One game from this era stands out: Stockfish playing white against strategist+planner+mover, winning in 29 moves with a knight checkmate (Nce5#). That game’s 1 illegal move on the LLM side was the pipeline’s best showing during Era 2.

Illegal move rate: 5 total across the few games that produced moves. Most games never started.

Era 3: February 11-12 — Interactive Mode

14 games. Pipeline: interactive(p+e+pl+m) with Claude Code. Games: 44-102 moves.

Everything changed. The interactive mode, with Claude Code (Opus 4.6) acting as the chess brain through CLI commands, eliminated entire categories of failure. Zero illegal moves across all 14 games. Every game reached the middlegame. Several reached proper endgames.

The losses in this era look fundamentally different from Era 1-2. No piece hanging on move 3. No hallucinated tactics. Instead: Stockfish slowly building a space advantage, restricting piece mobility, converting a small edge into a winning endgame over 40+ moves. These are the losses of a system that plays real chess but plays it at a lower level than its opponent.
________
» Work request 1
Answer these from the excerpt on the chess pipeline:
(a) In how many moves did Stockfish win the game against strategist+planner+mover?
(b) How many games were played in Era 3?
(c) How many illegal moves occurred across all Era 3 games?
» Work request 2
Copy the passage of the excerpt on the chess pipeline word for word, starting with "14 games. Pipeline: interactive(p+e+pl+m)" and going on through "reached proper endgames.".

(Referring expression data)
________
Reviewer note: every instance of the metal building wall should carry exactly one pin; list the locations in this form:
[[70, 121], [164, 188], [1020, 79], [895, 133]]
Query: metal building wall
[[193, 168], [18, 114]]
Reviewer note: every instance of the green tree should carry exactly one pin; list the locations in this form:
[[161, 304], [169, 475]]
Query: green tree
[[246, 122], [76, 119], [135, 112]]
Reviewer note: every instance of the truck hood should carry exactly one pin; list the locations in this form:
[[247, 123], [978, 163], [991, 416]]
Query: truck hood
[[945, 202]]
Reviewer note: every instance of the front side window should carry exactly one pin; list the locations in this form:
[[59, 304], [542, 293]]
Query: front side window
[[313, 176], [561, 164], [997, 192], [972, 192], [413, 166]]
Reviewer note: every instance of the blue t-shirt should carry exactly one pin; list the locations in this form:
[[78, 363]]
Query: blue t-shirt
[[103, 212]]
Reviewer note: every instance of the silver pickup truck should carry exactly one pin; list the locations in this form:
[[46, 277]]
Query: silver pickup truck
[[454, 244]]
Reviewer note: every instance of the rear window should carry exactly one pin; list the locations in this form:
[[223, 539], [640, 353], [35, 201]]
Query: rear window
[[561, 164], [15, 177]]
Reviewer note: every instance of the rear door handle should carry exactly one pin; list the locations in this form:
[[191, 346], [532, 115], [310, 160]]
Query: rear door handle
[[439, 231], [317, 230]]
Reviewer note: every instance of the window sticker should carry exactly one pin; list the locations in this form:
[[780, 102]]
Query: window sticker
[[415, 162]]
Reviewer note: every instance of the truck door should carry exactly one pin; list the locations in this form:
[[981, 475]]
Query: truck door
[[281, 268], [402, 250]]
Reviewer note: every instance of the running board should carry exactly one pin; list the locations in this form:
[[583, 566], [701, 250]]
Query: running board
________
» Worked solution 1
(a) 29 moves
(b) 14 games
(c) Zero

» Worked solution 2
14 games. Pipeline: interactive(p+e+pl+m) with Claude Code. Games: 44-102 moves.

Everything changed. The interactive mode, with Claude Code (Opus 4.6) acting as the chess brain through CLI commands, eliminated entire categories of failure. Zero illegal moves across all 14 games. Every game reached the middlegame. Several reached proper endgames.